[Description of the task] Restate word for word every line from the top of the data below down through the line that holds "Target: green grass".

= = = =

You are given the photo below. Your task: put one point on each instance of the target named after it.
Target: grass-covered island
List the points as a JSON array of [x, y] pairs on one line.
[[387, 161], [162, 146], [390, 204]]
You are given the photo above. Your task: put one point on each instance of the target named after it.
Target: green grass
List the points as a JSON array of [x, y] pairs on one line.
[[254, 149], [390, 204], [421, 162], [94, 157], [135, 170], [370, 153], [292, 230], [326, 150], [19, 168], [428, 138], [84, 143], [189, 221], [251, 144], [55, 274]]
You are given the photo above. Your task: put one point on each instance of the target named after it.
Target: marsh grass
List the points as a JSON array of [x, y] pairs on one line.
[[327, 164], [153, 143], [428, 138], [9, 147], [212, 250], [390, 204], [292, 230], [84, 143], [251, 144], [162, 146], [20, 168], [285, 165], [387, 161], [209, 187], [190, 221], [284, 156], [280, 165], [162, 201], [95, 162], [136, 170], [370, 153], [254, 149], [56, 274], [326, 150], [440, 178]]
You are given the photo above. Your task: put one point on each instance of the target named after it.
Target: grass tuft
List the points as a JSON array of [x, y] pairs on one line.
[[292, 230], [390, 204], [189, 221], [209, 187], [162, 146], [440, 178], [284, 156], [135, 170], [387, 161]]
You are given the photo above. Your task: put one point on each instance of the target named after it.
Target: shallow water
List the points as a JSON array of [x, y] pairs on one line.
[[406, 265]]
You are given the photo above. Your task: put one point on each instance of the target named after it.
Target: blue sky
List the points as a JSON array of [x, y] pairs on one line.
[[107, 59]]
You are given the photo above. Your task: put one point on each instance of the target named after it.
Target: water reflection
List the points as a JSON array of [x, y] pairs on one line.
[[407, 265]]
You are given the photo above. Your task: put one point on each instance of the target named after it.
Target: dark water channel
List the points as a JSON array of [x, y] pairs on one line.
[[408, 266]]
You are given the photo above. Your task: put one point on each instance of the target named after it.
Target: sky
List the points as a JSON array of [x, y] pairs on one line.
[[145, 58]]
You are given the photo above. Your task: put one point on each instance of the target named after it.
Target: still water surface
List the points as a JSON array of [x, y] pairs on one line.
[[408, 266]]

= = = =

[Response to the task]
You are given the photo below. Your task: put one point on each instance of the target named after it.
Target: grass-covered island
List the points as a JSON array of [x, y] pairs on one line.
[[387, 161], [162, 146], [390, 204]]
You are given the photo above. Your task: put one point on each instance of the target named after it.
Target: green grass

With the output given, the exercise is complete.